*TASK TO COMPLETE*
Find how many lines of the records hold the string "microphone" and reply with only that total.
──────── WORKING DATA
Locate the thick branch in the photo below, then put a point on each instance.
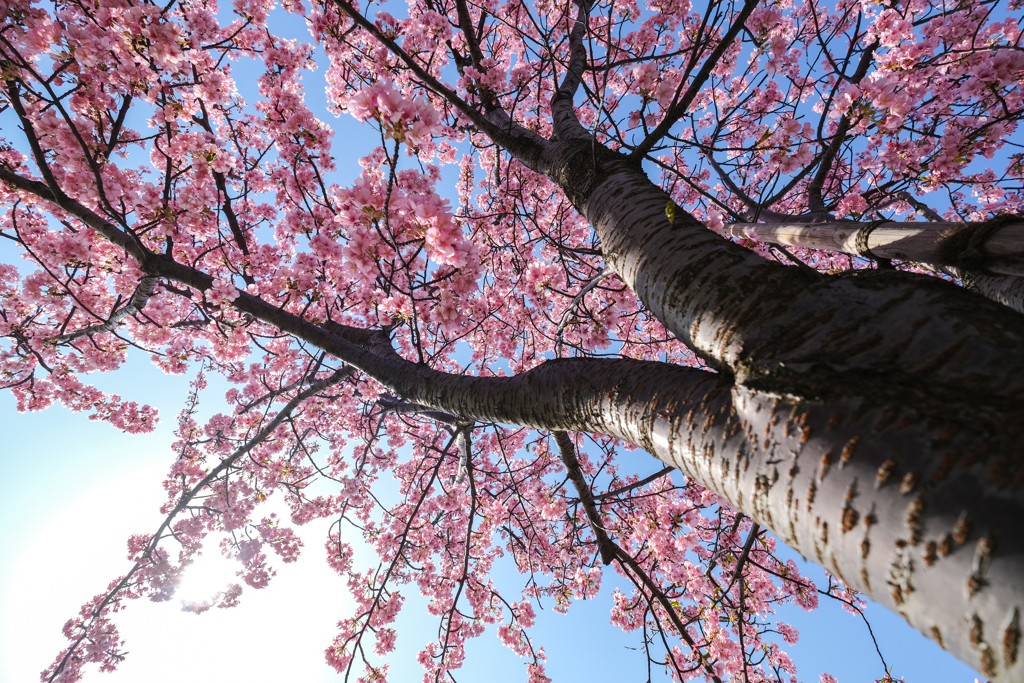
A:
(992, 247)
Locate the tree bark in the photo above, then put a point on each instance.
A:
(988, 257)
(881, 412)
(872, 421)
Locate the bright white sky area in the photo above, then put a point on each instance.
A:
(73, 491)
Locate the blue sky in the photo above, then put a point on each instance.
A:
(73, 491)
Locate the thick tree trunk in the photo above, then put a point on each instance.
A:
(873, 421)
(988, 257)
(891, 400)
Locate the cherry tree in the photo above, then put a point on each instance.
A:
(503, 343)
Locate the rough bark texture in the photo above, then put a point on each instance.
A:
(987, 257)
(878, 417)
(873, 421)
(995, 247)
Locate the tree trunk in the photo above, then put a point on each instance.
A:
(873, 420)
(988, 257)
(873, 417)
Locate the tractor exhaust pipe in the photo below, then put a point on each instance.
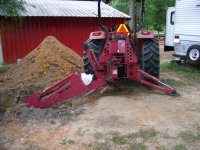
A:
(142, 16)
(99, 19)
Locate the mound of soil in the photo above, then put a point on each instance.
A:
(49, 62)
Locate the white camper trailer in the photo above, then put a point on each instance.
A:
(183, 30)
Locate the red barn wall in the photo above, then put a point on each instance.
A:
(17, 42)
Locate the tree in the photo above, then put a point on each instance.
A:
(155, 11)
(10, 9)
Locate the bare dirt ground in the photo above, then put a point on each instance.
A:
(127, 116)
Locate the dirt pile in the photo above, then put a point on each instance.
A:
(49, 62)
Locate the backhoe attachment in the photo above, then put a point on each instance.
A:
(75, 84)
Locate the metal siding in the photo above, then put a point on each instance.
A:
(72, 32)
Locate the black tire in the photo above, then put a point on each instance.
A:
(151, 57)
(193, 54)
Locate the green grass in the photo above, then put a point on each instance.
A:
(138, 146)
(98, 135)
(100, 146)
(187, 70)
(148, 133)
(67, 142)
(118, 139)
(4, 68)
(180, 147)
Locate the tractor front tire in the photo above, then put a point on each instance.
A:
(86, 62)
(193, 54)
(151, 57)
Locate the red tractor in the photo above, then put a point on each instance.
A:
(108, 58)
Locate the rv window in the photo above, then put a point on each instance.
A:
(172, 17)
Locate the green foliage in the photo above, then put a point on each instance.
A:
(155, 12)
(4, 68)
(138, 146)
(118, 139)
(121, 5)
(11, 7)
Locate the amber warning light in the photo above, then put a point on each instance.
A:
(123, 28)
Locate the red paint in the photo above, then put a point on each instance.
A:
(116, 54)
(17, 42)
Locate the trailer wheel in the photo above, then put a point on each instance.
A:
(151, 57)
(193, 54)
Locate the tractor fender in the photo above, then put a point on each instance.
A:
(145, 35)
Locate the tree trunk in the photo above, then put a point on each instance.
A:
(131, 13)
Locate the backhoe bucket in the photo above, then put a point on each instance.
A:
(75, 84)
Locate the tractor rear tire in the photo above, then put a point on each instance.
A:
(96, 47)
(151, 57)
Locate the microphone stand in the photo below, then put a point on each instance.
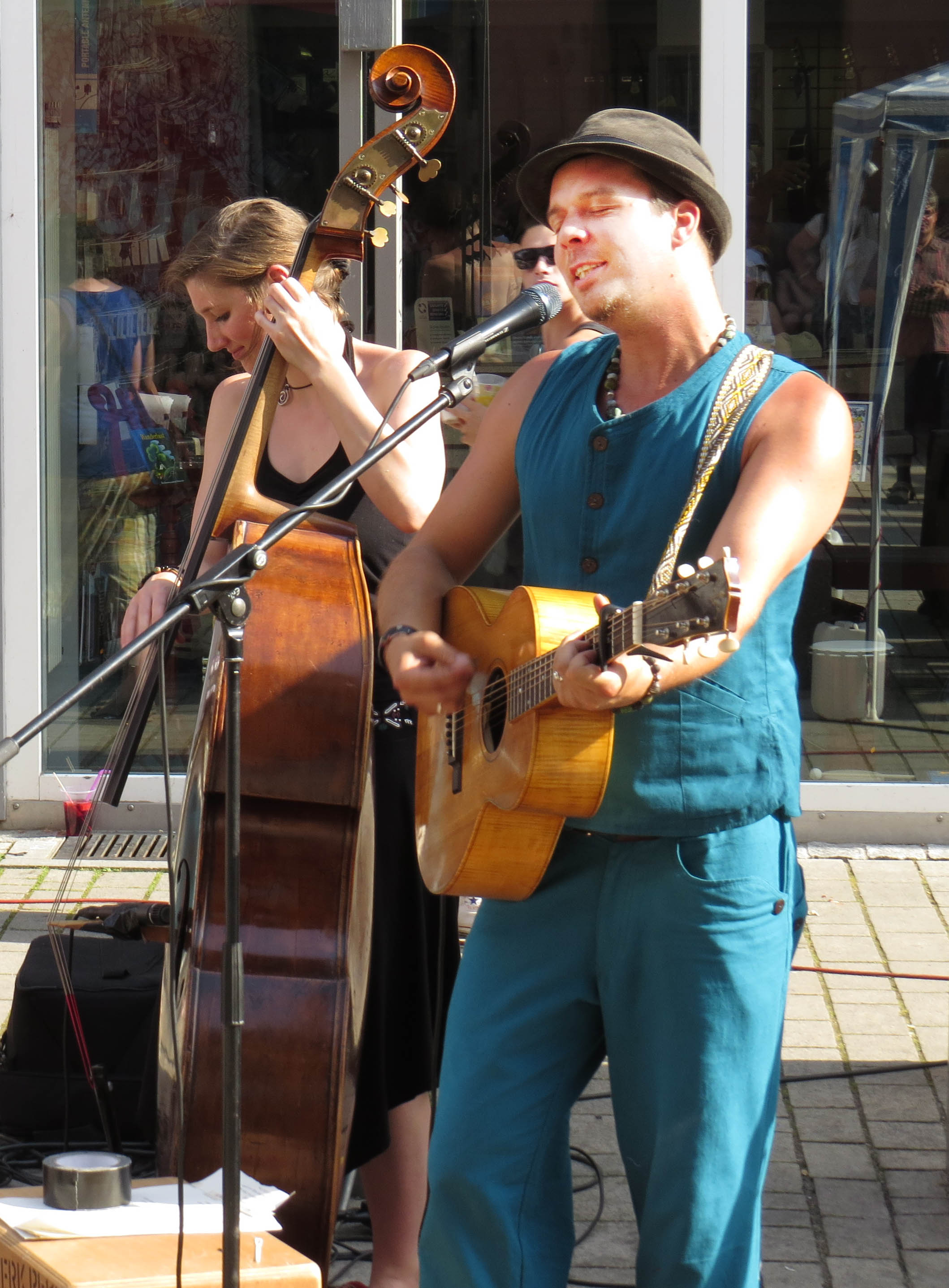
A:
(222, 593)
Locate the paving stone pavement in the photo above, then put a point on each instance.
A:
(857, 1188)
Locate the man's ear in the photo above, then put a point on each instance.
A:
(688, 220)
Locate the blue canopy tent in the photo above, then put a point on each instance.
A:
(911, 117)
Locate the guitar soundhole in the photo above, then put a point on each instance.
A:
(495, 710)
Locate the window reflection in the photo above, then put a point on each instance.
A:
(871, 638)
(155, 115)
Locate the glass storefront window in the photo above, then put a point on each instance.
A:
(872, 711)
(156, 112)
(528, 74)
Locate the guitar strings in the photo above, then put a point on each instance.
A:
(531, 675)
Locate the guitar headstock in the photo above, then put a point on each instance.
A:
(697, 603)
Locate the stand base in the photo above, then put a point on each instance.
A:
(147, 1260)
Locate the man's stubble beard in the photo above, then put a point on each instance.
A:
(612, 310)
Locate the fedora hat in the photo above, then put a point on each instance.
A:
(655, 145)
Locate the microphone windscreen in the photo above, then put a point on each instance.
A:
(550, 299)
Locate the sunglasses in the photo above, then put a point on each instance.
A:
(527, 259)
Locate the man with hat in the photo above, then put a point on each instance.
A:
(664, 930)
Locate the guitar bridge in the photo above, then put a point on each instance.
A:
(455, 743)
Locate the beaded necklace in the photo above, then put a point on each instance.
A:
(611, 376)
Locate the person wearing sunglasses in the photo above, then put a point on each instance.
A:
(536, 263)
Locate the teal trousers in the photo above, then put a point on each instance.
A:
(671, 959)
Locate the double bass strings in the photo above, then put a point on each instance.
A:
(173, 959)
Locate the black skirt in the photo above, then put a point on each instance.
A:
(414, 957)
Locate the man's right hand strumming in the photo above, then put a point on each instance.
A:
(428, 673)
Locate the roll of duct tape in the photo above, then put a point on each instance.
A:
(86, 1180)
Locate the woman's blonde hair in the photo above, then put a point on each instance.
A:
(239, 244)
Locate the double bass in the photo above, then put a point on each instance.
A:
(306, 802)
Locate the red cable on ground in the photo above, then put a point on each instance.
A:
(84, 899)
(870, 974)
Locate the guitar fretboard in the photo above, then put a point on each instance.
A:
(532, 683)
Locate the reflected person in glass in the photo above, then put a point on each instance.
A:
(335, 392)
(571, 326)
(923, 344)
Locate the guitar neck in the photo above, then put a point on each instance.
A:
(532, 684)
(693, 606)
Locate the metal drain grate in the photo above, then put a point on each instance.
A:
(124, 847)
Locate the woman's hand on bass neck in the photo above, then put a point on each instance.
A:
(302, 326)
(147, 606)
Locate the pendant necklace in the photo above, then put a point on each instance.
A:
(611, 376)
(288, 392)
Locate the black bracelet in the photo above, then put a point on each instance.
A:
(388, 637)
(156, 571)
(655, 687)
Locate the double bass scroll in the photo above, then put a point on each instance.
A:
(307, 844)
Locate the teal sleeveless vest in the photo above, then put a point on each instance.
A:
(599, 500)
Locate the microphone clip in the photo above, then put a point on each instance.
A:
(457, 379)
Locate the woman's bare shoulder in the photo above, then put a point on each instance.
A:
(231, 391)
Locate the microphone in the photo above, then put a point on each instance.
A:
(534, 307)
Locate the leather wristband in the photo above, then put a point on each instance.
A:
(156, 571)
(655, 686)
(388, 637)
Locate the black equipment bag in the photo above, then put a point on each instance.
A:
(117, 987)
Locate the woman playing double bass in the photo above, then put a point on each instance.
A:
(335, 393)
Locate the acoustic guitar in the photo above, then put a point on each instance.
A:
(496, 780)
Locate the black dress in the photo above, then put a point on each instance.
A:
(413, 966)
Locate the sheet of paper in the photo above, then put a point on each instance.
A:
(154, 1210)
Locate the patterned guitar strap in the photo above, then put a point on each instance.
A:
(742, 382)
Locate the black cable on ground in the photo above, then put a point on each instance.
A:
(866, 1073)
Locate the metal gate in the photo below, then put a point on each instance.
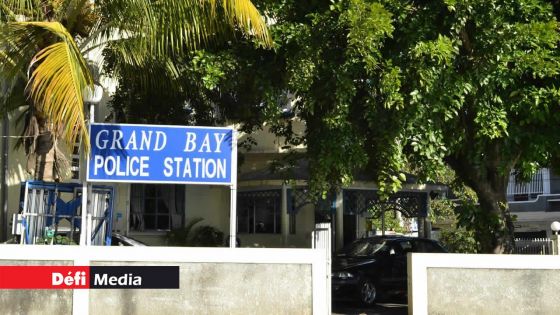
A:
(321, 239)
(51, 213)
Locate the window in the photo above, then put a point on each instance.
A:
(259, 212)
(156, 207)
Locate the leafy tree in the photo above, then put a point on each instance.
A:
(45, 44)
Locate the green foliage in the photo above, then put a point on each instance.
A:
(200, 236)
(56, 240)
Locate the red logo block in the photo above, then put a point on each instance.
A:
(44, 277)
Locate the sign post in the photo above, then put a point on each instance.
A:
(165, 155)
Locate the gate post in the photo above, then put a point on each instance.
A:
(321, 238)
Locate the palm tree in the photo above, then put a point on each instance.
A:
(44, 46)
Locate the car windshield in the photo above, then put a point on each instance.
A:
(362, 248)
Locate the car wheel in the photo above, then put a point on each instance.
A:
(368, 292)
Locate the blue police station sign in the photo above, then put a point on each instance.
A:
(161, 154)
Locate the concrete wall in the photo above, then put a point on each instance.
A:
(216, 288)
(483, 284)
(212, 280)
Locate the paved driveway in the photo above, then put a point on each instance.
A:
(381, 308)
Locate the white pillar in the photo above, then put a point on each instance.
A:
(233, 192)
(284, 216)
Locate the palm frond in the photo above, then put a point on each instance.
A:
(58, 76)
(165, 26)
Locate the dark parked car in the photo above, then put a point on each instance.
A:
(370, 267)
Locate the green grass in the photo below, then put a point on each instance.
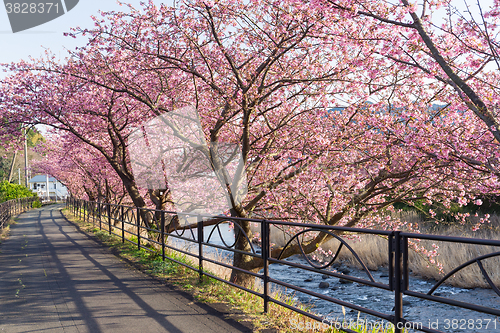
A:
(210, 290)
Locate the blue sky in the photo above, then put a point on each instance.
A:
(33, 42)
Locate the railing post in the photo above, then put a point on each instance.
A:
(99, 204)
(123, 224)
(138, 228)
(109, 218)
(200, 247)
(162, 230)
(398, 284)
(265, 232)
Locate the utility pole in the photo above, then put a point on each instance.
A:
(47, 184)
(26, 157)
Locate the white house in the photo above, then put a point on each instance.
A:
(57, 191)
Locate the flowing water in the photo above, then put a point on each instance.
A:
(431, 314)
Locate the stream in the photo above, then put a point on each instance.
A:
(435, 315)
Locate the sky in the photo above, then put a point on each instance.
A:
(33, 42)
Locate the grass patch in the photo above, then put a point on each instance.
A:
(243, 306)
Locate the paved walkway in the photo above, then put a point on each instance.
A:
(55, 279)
────────────────
*RESPONSE BELOW*
4